RECORDS TO PROCESS:
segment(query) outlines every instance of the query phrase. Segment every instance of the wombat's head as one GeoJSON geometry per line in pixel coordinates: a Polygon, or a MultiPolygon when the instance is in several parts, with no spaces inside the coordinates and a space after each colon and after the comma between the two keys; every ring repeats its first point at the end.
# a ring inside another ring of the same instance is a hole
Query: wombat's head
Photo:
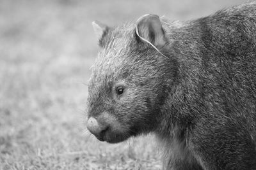
{"type": "Polygon", "coordinates": [[[157,50],[168,51],[159,17],[145,15],[116,27],[93,22],[93,26],[100,50],[89,83],[88,130],[109,143],[154,131],[168,94],[167,76],[173,72],[170,59],[157,50]]]}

WHAT YOU NEED TO DO:
Copy every line of the entries above word for word, leaving out the pictures.

SOLUTION FOR THIS EXERCISE:
segment(query) outlines every instance of the query phrase. Segment every instance of the wombat's head as one GeoJSON geometry per line in pixel coordinates: a Polygon, or a MultiPolygon when the instance is in several parts, with no spaces inside the coordinates and a space after each colon and after the comma between the two keys; every ring repeats its first point at the end.
# a ring inside another ring of the same instance is a hole
Query: wombat's head
Photo:
{"type": "Polygon", "coordinates": [[[157,50],[168,51],[159,17],[145,15],[116,27],[93,22],[93,26],[100,50],[89,83],[88,130],[109,143],[154,131],[168,94],[167,76],[173,72],[170,59],[157,50]]]}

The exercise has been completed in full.